[Start of Attachment]

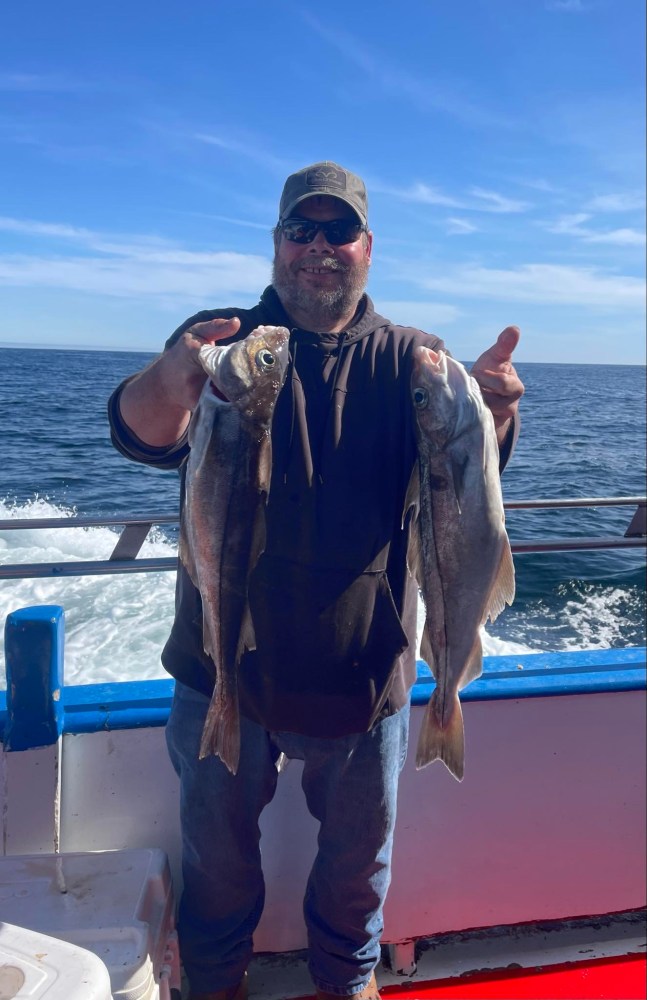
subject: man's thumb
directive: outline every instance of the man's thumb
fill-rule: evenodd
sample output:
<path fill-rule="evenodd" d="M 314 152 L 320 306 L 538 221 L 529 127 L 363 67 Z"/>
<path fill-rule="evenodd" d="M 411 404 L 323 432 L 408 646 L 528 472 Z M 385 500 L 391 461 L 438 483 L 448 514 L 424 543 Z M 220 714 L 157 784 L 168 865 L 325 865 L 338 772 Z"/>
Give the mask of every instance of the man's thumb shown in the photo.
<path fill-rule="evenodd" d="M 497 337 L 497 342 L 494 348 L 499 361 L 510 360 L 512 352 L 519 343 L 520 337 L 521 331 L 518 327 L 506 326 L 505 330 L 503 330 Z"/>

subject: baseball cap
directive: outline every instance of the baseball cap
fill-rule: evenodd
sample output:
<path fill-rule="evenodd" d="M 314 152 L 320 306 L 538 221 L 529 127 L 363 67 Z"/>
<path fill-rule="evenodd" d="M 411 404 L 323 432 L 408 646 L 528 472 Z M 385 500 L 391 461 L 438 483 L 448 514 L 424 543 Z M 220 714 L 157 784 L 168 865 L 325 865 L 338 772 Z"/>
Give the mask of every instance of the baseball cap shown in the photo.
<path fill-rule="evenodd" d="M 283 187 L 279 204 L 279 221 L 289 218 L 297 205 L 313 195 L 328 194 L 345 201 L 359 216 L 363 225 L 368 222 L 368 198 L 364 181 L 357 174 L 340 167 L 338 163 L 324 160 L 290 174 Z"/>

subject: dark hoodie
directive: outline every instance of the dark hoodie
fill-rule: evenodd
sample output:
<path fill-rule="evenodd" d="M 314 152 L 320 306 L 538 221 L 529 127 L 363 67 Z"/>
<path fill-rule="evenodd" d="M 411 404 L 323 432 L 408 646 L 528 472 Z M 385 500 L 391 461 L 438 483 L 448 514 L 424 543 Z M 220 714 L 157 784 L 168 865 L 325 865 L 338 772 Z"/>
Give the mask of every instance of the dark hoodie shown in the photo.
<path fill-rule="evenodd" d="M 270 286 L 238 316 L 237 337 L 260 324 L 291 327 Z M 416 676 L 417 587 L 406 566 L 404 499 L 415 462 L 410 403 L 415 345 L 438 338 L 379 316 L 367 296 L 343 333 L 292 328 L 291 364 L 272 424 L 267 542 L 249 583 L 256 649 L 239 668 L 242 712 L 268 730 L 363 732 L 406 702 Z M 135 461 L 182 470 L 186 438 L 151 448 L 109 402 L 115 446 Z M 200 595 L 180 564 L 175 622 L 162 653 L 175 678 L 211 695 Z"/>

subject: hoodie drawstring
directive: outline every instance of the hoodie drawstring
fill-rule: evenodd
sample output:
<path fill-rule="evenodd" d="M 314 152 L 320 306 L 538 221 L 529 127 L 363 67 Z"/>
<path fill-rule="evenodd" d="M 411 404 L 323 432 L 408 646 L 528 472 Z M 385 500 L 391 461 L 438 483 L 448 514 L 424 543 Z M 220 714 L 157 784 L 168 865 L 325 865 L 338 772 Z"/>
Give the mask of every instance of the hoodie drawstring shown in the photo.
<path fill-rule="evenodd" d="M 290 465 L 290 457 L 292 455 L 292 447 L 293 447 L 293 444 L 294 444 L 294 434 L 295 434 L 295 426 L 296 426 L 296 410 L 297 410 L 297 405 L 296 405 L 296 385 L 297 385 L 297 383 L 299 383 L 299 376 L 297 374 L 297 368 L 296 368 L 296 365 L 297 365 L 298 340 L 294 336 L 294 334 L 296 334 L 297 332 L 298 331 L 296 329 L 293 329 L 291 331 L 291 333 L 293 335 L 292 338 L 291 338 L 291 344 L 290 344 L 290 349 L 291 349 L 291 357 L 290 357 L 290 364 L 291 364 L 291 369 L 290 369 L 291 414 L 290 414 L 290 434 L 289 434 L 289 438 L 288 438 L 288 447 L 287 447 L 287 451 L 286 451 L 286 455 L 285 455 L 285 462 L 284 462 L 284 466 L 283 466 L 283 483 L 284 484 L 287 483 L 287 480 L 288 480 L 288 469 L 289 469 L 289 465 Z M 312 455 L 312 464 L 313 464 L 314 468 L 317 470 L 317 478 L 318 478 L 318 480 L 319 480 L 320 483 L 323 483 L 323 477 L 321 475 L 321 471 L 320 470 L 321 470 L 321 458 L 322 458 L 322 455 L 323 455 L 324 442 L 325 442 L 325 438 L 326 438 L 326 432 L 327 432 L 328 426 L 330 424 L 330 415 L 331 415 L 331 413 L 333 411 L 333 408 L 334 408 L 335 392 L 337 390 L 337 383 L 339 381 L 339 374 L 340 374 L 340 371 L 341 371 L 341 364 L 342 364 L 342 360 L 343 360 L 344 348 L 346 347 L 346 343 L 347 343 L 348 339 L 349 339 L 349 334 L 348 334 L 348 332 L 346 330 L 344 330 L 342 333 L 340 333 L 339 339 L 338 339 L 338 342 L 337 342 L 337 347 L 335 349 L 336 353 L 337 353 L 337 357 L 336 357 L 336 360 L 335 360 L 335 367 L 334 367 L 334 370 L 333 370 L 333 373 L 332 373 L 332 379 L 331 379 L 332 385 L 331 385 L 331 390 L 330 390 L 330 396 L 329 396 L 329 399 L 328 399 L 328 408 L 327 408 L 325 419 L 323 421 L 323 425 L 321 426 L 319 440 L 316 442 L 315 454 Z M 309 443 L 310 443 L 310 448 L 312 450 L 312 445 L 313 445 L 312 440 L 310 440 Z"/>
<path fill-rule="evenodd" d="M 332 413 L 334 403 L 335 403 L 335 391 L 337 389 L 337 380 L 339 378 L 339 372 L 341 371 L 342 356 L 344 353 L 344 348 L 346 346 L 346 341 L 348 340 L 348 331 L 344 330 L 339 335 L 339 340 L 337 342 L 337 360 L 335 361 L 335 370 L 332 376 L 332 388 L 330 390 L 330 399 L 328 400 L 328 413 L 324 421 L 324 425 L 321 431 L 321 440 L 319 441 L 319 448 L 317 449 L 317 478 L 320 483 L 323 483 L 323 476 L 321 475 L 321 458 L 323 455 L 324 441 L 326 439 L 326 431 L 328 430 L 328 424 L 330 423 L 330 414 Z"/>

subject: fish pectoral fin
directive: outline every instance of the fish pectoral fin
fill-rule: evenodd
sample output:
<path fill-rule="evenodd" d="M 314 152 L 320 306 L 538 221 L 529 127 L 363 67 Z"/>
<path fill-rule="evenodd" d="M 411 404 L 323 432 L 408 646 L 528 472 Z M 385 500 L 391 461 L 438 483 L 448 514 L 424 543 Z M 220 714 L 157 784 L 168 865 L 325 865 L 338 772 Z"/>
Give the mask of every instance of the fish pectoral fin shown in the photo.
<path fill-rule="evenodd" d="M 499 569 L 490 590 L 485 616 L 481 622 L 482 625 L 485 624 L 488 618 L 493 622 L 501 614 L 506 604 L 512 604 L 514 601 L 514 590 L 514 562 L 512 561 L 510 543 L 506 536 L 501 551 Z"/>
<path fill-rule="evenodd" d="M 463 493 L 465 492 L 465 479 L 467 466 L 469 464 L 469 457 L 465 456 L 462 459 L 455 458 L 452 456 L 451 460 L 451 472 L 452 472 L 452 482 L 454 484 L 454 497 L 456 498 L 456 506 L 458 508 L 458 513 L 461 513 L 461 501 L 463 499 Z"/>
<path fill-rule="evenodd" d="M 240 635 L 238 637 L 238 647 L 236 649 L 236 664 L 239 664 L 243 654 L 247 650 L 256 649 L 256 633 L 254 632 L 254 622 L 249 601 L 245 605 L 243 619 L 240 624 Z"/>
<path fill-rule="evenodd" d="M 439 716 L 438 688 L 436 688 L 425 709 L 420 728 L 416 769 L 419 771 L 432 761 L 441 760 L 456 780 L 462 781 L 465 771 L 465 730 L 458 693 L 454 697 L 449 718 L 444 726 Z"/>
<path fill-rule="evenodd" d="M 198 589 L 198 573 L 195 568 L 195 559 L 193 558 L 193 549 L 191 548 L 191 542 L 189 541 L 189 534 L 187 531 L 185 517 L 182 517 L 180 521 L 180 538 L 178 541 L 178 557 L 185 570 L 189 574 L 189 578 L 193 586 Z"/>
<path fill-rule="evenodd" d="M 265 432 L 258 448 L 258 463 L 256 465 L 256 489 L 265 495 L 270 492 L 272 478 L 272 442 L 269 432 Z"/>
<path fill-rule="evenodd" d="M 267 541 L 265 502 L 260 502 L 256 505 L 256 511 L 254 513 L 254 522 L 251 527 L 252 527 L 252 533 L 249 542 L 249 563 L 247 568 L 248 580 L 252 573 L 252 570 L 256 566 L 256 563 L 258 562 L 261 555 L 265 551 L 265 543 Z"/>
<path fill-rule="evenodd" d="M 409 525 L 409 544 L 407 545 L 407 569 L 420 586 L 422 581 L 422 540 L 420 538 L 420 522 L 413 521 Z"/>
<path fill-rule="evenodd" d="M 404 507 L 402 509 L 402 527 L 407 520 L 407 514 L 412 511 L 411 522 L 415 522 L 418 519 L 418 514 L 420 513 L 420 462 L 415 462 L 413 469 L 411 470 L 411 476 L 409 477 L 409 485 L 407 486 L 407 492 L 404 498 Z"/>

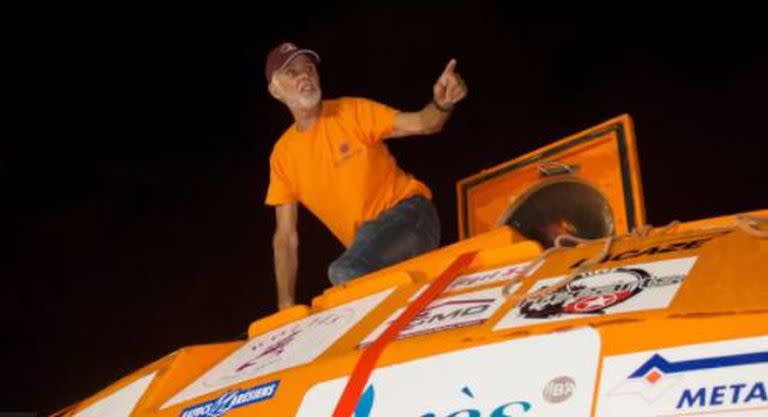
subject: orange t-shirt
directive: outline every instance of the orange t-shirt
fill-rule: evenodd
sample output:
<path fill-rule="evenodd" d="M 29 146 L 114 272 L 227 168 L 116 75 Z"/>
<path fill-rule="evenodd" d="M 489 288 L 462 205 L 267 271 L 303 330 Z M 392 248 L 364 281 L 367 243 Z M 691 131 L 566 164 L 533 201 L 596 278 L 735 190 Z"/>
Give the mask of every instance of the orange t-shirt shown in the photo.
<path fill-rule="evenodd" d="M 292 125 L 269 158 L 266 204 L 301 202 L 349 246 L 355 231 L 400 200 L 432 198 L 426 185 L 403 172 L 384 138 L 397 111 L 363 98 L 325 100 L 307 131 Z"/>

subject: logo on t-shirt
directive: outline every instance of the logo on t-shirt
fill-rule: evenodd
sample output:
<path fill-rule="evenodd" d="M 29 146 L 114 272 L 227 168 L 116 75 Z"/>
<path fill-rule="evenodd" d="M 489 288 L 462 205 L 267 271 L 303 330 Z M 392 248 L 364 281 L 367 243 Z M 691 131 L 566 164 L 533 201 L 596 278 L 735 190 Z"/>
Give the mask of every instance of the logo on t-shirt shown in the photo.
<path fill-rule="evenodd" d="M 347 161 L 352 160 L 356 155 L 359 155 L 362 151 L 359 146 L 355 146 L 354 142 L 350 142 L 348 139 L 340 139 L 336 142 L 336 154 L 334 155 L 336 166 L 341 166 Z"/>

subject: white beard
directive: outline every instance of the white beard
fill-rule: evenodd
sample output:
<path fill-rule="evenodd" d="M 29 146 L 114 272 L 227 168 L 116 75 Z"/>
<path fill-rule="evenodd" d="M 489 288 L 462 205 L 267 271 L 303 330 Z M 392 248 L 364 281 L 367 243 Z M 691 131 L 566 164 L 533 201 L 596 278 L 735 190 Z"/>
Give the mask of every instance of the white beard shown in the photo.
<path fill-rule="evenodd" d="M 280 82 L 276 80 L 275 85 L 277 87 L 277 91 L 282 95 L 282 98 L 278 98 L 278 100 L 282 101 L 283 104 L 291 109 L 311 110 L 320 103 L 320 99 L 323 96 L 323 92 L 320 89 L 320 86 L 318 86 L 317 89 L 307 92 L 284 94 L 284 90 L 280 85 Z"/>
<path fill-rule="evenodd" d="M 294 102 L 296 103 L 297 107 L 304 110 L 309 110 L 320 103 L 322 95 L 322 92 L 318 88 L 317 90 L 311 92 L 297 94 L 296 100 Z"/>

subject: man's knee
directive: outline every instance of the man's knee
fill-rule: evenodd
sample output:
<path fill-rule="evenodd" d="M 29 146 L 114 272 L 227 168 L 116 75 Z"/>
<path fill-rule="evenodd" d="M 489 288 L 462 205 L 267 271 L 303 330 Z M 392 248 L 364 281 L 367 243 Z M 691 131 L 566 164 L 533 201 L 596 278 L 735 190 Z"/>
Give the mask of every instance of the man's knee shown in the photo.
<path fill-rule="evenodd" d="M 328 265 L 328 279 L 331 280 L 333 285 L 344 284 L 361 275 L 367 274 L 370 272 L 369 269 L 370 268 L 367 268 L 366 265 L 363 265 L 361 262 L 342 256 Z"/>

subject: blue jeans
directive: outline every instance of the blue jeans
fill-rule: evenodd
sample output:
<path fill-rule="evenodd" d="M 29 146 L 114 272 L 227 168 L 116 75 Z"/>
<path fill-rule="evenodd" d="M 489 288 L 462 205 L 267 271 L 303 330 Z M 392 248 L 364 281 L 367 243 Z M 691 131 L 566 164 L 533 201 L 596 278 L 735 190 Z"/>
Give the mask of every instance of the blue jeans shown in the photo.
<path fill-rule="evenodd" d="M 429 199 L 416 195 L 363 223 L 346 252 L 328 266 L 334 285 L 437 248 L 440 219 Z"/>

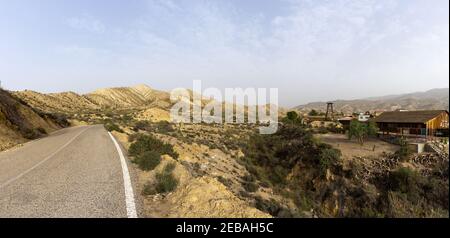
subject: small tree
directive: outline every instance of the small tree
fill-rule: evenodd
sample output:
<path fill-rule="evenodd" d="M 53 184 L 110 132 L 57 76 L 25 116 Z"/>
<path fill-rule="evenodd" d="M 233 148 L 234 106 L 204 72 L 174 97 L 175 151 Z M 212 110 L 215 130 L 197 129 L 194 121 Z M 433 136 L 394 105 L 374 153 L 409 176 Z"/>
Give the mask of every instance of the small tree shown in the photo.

[End of Attachment]

*REQUIRED WORK:*
Quote exactly what appears from the line containing "subject: small tree" through the final line of the listing above, including both of those lines.

*RESPONSE AREA:*
subject: small tree
directive: outline every instance of the small tree
fill-rule: evenodd
sample output:
<path fill-rule="evenodd" d="M 53 184 L 110 132 L 57 76 L 25 116 Z"/>
<path fill-rule="evenodd" d="M 233 148 L 234 106 L 204 72 L 174 97 L 175 151 Z M 212 110 L 215 130 L 197 129 L 194 121 Z M 433 136 L 394 105 L 374 153 L 409 176 Z"/>
Give the mask of every instance of the small tree shown in the photo.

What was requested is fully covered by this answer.